▸ What to do
I need only the number of lines in this data that contain the string "segment".

Dataset entries:
[Start of section]

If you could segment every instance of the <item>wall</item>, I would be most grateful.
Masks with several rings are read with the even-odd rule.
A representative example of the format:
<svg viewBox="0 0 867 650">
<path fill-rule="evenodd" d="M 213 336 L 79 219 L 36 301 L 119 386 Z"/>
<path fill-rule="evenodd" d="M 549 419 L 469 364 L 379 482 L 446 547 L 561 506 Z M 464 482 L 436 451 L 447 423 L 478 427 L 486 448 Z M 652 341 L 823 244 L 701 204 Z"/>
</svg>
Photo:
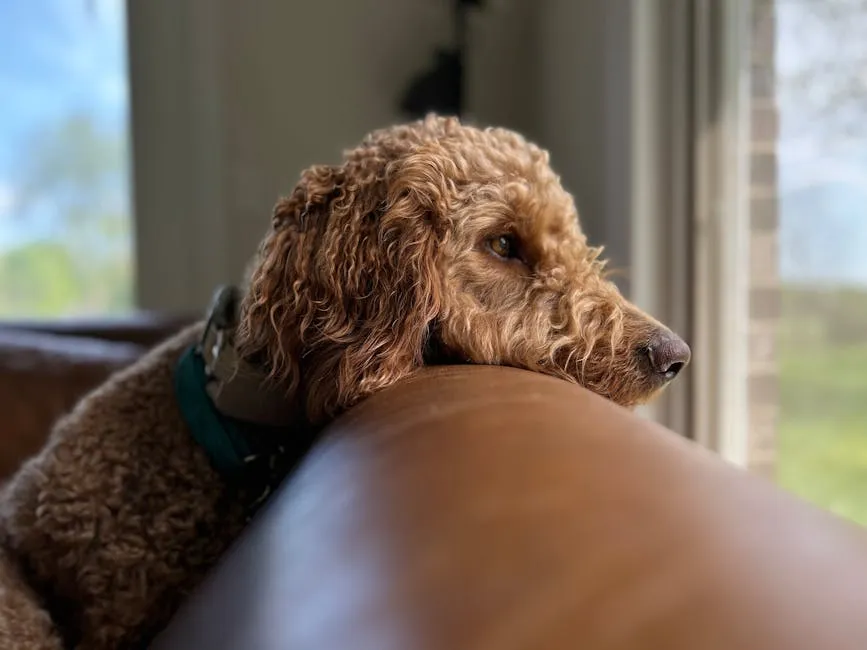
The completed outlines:
<svg viewBox="0 0 867 650">
<path fill-rule="evenodd" d="M 629 2 L 489 0 L 472 19 L 467 85 L 469 119 L 551 149 L 618 266 L 629 264 L 629 62 L 611 55 L 629 38 Z M 450 6 L 130 0 L 142 306 L 197 309 L 237 281 L 304 167 L 403 119 L 406 84 L 449 42 Z"/>
<path fill-rule="evenodd" d="M 188 310 L 237 281 L 300 171 L 399 117 L 441 9 L 130 1 L 140 303 Z"/>
<path fill-rule="evenodd" d="M 468 87 L 471 117 L 551 152 L 585 231 L 617 266 L 629 263 L 630 4 L 492 0 L 473 21 Z"/>
</svg>

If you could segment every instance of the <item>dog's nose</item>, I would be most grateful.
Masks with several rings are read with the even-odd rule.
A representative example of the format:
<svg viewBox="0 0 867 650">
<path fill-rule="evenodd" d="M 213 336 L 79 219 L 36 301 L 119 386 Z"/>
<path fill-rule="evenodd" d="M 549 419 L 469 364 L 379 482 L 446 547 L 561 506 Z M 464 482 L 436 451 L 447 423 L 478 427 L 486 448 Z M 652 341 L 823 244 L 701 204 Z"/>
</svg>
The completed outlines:
<svg viewBox="0 0 867 650">
<path fill-rule="evenodd" d="M 671 332 L 659 334 L 647 346 L 653 372 L 674 379 L 689 363 L 691 352 L 686 342 Z"/>
</svg>

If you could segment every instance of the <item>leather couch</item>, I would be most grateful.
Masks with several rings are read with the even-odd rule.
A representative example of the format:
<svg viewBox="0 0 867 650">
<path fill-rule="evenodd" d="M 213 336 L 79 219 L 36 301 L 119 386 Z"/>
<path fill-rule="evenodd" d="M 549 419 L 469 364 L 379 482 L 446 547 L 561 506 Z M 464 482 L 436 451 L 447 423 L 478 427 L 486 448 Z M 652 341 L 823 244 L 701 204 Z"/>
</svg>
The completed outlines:
<svg viewBox="0 0 867 650">
<path fill-rule="evenodd" d="M 188 321 L 142 313 L 0 323 L 0 480 L 84 393 Z"/>
<path fill-rule="evenodd" d="M 46 336 L 36 408 L 144 345 Z M 329 427 L 153 647 L 863 650 L 867 535 L 580 388 L 440 368 Z"/>
</svg>

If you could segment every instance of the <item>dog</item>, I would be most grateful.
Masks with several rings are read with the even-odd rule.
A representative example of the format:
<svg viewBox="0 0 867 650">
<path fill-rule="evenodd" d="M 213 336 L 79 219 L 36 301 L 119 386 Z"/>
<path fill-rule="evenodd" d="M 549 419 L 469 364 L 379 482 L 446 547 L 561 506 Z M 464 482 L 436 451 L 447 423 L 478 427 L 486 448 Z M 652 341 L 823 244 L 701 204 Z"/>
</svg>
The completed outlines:
<svg viewBox="0 0 867 650">
<path fill-rule="evenodd" d="M 544 150 L 455 118 L 374 131 L 301 174 L 242 290 L 86 396 L 10 480 L 0 647 L 141 647 L 319 428 L 423 366 L 524 368 L 633 407 L 689 356 L 607 277 Z M 246 447 L 227 457 L 214 428 Z M 262 458 L 286 461 L 265 485 L 243 471 Z"/>
</svg>

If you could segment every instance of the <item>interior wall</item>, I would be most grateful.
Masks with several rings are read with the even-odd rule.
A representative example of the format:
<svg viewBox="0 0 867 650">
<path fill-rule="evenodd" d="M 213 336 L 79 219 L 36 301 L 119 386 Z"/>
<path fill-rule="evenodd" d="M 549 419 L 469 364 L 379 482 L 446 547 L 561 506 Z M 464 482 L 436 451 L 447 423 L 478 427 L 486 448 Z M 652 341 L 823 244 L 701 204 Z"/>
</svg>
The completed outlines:
<svg viewBox="0 0 867 650">
<path fill-rule="evenodd" d="M 448 37 L 429 0 L 223 2 L 230 269 L 302 169 L 337 162 L 371 129 L 401 119 L 400 94 Z"/>
<path fill-rule="evenodd" d="M 489 0 L 471 22 L 468 117 L 551 153 L 591 242 L 630 286 L 632 0 Z"/>
<path fill-rule="evenodd" d="M 616 8 L 628 3 L 489 0 L 471 21 L 466 88 L 468 119 L 551 150 L 618 266 L 629 261 L 629 119 Z M 452 5 L 128 4 L 140 304 L 183 311 L 238 281 L 304 167 L 404 119 L 400 95 L 449 42 Z"/>
</svg>

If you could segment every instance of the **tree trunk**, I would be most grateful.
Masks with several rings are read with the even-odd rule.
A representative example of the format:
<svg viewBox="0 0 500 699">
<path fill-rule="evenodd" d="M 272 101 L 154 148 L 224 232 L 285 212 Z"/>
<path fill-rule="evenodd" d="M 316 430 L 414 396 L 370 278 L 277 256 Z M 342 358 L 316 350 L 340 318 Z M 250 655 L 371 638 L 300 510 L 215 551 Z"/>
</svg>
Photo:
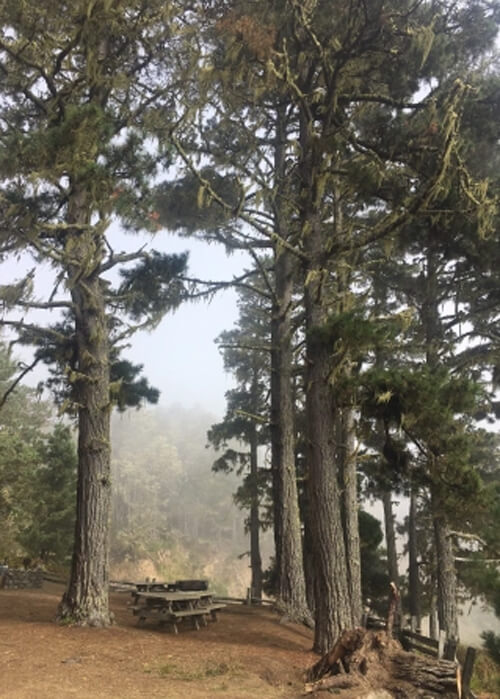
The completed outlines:
<svg viewBox="0 0 500 699">
<path fill-rule="evenodd" d="M 315 327 L 310 284 L 306 288 L 307 335 Z M 335 412 L 328 381 L 330 350 L 309 339 L 306 356 L 306 414 L 308 437 L 308 500 L 314 544 L 314 650 L 325 653 L 342 629 L 355 625 L 341 517 L 341 494 L 335 459 Z"/>
<path fill-rule="evenodd" d="M 387 545 L 387 573 L 390 581 L 398 585 L 398 552 L 396 549 L 394 513 L 392 511 L 392 492 L 390 490 L 382 492 L 382 503 L 384 506 L 385 541 Z"/>
<path fill-rule="evenodd" d="M 275 177 L 277 200 L 275 227 L 286 238 L 281 196 L 284 188 L 284 111 L 277 113 Z M 279 244 L 274 253 L 275 298 L 271 350 L 271 462 L 274 498 L 274 537 L 278 598 L 287 615 L 311 623 L 307 607 L 302 558 L 292 384 L 293 265 L 290 253 Z"/>
<path fill-rule="evenodd" d="M 78 484 L 75 549 L 59 617 L 106 626 L 111 495 L 108 331 L 99 280 L 85 280 L 72 295 L 77 307 Z"/>
<path fill-rule="evenodd" d="M 435 549 L 434 549 L 435 551 Z M 439 638 L 439 626 L 437 623 L 437 600 L 436 600 L 436 570 L 433 563 L 433 570 L 430 575 L 429 593 L 429 636 L 437 641 Z"/>
<path fill-rule="evenodd" d="M 311 511 L 307 499 L 307 488 L 302 500 L 302 518 L 304 520 L 304 577 L 306 581 L 307 606 L 314 615 L 316 607 L 315 575 L 314 575 L 314 541 L 311 533 Z"/>
<path fill-rule="evenodd" d="M 87 194 L 75 185 L 70 223 L 88 225 Z M 109 349 L 102 240 L 90 226 L 68 234 L 65 251 L 75 316 L 76 362 L 69 375 L 78 406 L 75 547 L 58 617 L 80 625 L 111 623 L 108 608 L 108 529 L 111 495 Z"/>
<path fill-rule="evenodd" d="M 439 266 L 435 251 L 434 231 L 429 233 L 429 243 L 426 254 L 426 296 L 422 309 L 426 335 L 426 363 L 435 370 L 440 363 L 438 346 L 442 340 L 441 319 L 439 315 L 438 273 Z M 433 472 L 434 464 L 429 464 L 429 472 Z M 436 548 L 436 577 L 437 577 L 437 612 L 439 628 L 446 631 L 449 640 L 458 640 L 458 611 L 457 611 L 457 576 L 453 543 L 449 536 L 449 527 L 444 514 L 444 507 L 439 502 L 431 486 L 431 507 L 433 513 L 434 541 Z"/>
<path fill-rule="evenodd" d="M 410 513 L 408 517 L 408 578 L 410 617 L 416 618 L 420 628 L 420 579 L 417 547 L 417 491 L 414 485 L 410 492 Z"/>
<path fill-rule="evenodd" d="M 398 552 L 396 548 L 396 532 L 394 528 L 394 513 L 392 511 L 392 492 L 382 491 L 382 503 L 384 506 L 385 541 L 387 545 L 387 573 L 390 582 L 399 587 Z M 401 598 L 398 597 L 396 605 L 396 625 L 401 625 Z"/>
<path fill-rule="evenodd" d="M 260 556 L 259 486 L 257 458 L 257 430 L 254 426 L 250 443 L 250 481 L 252 502 L 250 505 L 250 567 L 252 570 L 252 597 L 262 597 L 262 559 Z"/>
<path fill-rule="evenodd" d="M 342 519 L 349 578 L 349 593 L 354 625 L 361 623 L 361 553 L 358 518 L 358 478 L 356 469 L 356 435 L 354 412 L 344 407 L 337 424 L 337 449 L 341 470 Z M 395 581 L 397 584 L 397 581 Z"/>
<path fill-rule="evenodd" d="M 335 216 L 333 231 L 320 220 L 320 170 L 309 114 L 300 119 L 300 202 L 301 237 L 304 262 L 304 311 L 306 347 L 306 439 L 307 487 L 314 544 L 315 627 L 314 650 L 325 653 L 342 629 L 356 624 L 351 610 L 347 569 L 342 498 L 337 463 L 335 433 L 336 405 L 332 376 L 335 367 L 333 347 L 322 330 L 332 313 L 331 273 L 325 267 L 327 246 L 332 233 L 338 235 Z M 335 207 L 337 209 L 337 207 Z M 337 211 L 335 211 L 337 213 Z M 338 266 L 338 265 L 337 265 Z"/>
<path fill-rule="evenodd" d="M 437 558 L 437 612 L 439 628 L 449 640 L 458 640 L 457 575 L 450 529 L 433 502 Z"/>
</svg>

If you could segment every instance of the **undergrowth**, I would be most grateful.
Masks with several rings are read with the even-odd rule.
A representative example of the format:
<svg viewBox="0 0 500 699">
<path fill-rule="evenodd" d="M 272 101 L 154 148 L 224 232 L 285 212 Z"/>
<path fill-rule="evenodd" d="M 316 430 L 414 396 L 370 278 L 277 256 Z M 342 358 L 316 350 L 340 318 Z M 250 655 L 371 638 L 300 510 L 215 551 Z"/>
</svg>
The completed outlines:
<svg viewBox="0 0 500 699">
<path fill-rule="evenodd" d="M 488 693 L 500 697 L 500 665 L 485 651 L 478 650 L 471 680 L 474 694 Z"/>
</svg>

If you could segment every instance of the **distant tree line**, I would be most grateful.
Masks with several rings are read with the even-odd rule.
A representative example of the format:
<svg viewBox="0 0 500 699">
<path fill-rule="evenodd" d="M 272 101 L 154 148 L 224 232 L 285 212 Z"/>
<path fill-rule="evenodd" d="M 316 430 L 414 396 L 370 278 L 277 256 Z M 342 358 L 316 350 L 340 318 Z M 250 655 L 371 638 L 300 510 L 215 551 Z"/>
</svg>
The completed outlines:
<svg viewBox="0 0 500 699">
<path fill-rule="evenodd" d="M 227 286 L 189 280 L 185 256 L 115 251 L 113 219 L 253 261 L 211 440 L 248 445 L 218 467 L 248 473 L 254 585 L 265 492 L 276 594 L 314 620 L 317 651 L 360 621 L 360 487 L 383 500 L 391 578 L 391 493 L 410 497 L 412 615 L 425 583 L 456 637 L 457 575 L 480 585 L 490 565 L 498 590 L 495 564 L 471 563 L 498 558 L 497 443 L 479 426 L 499 374 L 498 17 L 484 0 L 5 3 L 0 255 L 50 262 L 55 285 L 3 286 L 3 322 L 64 378 L 79 428 L 61 618 L 109 623 L 112 367 L 137 327 Z"/>
</svg>

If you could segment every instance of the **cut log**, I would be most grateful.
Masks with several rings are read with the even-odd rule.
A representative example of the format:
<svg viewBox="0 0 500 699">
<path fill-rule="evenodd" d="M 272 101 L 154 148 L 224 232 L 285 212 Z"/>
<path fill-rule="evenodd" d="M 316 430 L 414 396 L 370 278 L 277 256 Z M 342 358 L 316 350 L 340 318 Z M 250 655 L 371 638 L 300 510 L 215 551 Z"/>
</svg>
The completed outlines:
<svg viewBox="0 0 500 699">
<path fill-rule="evenodd" d="M 458 696 L 458 667 L 452 660 L 437 660 L 401 651 L 390 658 L 389 672 L 394 679 L 419 689 Z"/>
<path fill-rule="evenodd" d="M 332 650 L 307 672 L 305 692 L 343 690 L 365 696 L 388 690 L 399 697 L 457 697 L 455 662 L 407 653 L 384 631 L 344 631 Z"/>
</svg>

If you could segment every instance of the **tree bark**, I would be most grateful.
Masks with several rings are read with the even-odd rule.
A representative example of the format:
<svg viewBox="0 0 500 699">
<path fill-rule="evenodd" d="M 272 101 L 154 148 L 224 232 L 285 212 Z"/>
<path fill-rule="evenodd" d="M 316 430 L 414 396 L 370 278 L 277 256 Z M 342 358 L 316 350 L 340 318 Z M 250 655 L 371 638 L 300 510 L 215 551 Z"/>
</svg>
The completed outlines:
<svg viewBox="0 0 500 699">
<path fill-rule="evenodd" d="M 70 223 L 89 224 L 84 188 L 74 187 Z M 78 406 L 75 547 L 58 617 L 80 625 L 111 623 L 108 607 L 108 529 L 111 495 L 109 330 L 99 265 L 102 239 L 91 226 L 72 231 L 65 250 L 75 315 L 76 362 L 69 375 Z"/>
<path fill-rule="evenodd" d="M 301 236 L 304 264 L 304 312 L 306 347 L 307 487 L 314 542 L 315 627 L 314 650 L 332 648 L 342 629 L 356 624 L 352 614 L 349 574 L 342 523 L 340 472 L 336 453 L 336 414 L 332 377 L 333 348 L 321 329 L 332 312 L 330 271 L 325 262 L 327 230 L 320 219 L 320 170 L 309 115 L 300 119 Z M 333 233 L 338 234 L 339 221 Z M 328 240 L 331 243 L 331 234 Z"/>
<path fill-rule="evenodd" d="M 341 471 L 344 541 L 349 579 L 349 594 L 354 625 L 361 623 L 361 553 L 359 543 L 358 479 L 354 412 L 344 407 L 338 420 L 338 458 Z M 396 582 L 397 584 L 397 582 Z"/>
<path fill-rule="evenodd" d="M 437 612 L 439 628 L 448 640 L 458 640 L 457 575 L 450 528 L 433 502 L 437 558 Z"/>
<path fill-rule="evenodd" d="M 306 288 L 308 335 L 315 327 L 314 285 Z M 307 342 L 308 500 L 314 542 L 314 650 L 325 653 L 342 629 L 355 625 L 351 613 L 341 494 L 335 458 L 335 406 L 328 381 L 330 352 L 321 343 Z"/>
<path fill-rule="evenodd" d="M 276 115 L 275 228 L 286 238 L 282 200 L 284 183 L 284 110 Z M 295 466 L 295 420 L 292 383 L 293 265 L 288 250 L 279 242 L 274 251 L 275 298 L 272 312 L 271 350 L 271 464 L 274 498 L 274 537 L 279 603 L 287 615 L 311 623 L 307 607 L 302 555 L 297 476 Z"/>
<path fill-rule="evenodd" d="M 304 577 L 306 582 L 307 606 L 314 616 L 316 607 L 315 575 L 314 575 L 314 541 L 311 533 L 311 510 L 309 507 L 307 488 L 302 501 L 302 518 L 304 520 Z"/>
</svg>

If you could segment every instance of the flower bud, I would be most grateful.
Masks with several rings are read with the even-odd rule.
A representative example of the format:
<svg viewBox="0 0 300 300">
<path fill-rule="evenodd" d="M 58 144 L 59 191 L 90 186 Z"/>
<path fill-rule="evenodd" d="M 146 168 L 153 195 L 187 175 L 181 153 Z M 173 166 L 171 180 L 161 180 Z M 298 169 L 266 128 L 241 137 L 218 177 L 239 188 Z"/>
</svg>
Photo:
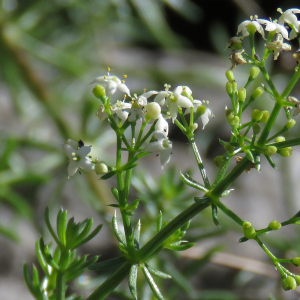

[End of section]

▸ Written answer
11